*** Opening of PROVIDED PASSAGE ***
I’ve been inspired by Linda Graham’s article on the practice of mindful empathy to heal toxic shame. In the article, she lays out a multi-step process that looks something like this (reworded in a way that makes sense to me; you may prefer her original):
- Meditate briefly (a few minutes each time) five times a day on unconditional love, calling to mind a moment of being with someone who loves you (or has loved you) unconditionally. Feel the sensations and emotions this creates in your body and savor the feelings of warmth, safety, trust and love. When the feelings are steady, let go of the image but hang on to the feeling for 30 seconds. Start this practice by putting your hand on your heart and focusing on your breath, breathing in any sense of goodness, trust, or acceptance that you can muster, then adding in the memory of being loved.
- Cultivate mindfulness about body sensations. Note your initial response to any sensations as positive, negative or neutral. Then you can catch your emotional reactions early and let it go or intentionally shift it. You are gradually training your mind to observe sensations without reactivity or judgment. Notice and name thoughts, feelings, and beliefs as thoughts, feelings and beliefs. “This is fear” or “this is my old sense of unworthiness.” Naming these keeps the frontal lobe of your brain functioning and decreases the firing of the reactive amygdala, which can trigger anxiety or shame attacks.
- Gradually develop the ability to hold experience with compassion. You can come to examine your experiences of shame, humiliation, or disgust with tenderness for yourself. As you are able to name the feeling, you can start to bring compassion and acceptance of yourself to those experiences. You might tell yourself, “How painful it is that the memory of the experience of shame is here again. This is so painful! And I can love and care for myself through this feeling.” You can conjure up the unconditional love you feel for a friend, family member, child, or even a beloved pet, leaning into the the flow of the loving emotion. Then let that same love flow to yourself and your experience.
- Reflect back on various experiences and realize they are all moments of experience, separate from your core self. Remember moments of joy, sadness, or frustration, and step back to see them, as well as moments of shame, as just different moments that make up your life. You don’t have to see any of these experiences as definitions of who you really are.
*** Close of PROVIDED PASSAGE ***
*** Opening of GIVEN RECORDS ***
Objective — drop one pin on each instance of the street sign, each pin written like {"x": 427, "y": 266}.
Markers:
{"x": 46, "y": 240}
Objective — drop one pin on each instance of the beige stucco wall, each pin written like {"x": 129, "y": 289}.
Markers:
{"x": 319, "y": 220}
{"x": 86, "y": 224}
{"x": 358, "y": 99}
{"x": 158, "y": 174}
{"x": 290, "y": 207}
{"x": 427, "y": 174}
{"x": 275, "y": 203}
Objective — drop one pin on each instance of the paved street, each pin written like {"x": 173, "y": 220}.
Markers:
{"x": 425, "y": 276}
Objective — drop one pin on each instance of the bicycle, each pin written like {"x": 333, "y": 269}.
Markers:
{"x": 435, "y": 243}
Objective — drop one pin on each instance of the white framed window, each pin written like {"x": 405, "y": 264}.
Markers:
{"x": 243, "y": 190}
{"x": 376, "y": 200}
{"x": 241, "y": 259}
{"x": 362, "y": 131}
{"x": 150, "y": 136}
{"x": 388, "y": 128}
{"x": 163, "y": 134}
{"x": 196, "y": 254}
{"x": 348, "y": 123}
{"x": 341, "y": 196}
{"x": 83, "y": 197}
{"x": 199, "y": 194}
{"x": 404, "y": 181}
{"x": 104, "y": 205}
*** Close of GIVEN RECORDS ***
**WHAT THE EXERCISE ASKS:** Pick up the piece on healing toxic shame through mindful empathy after its last sentence and carry it forward.

**FINAL ANSWER:**
- Proactively re-wire the memory of shame, connecting it to new experiences of empathy and compassion for ourselves. Evoking the old experiences of shame and suffering, now you can apply the skills of empathy, love and compassion that you have been cultivating. By linking the memory to different emotions, “the sense of shame literally dissolves in the larger self-awareness and self-empathy, like a teaspoon of salt in a lake.”
I’m not claiming this is going to be easy. My personal sense of shame around sexual abuse experiences is so hypersensitive that I nearly collapsed from it the first time I read this article. Even thinking about overcoming shame threw me into the shame pit, for a few days anyway. All the old urges to harm myself were re-awakened. But I’m tired of spending so much time in the muck of the shame pit, so I’m determined to try this anyway. It seems very consistent with other lessons I’ve taken from yoga and meditation, and those have always benefited me; to me, it holds more promise than any other approach I’ve tried.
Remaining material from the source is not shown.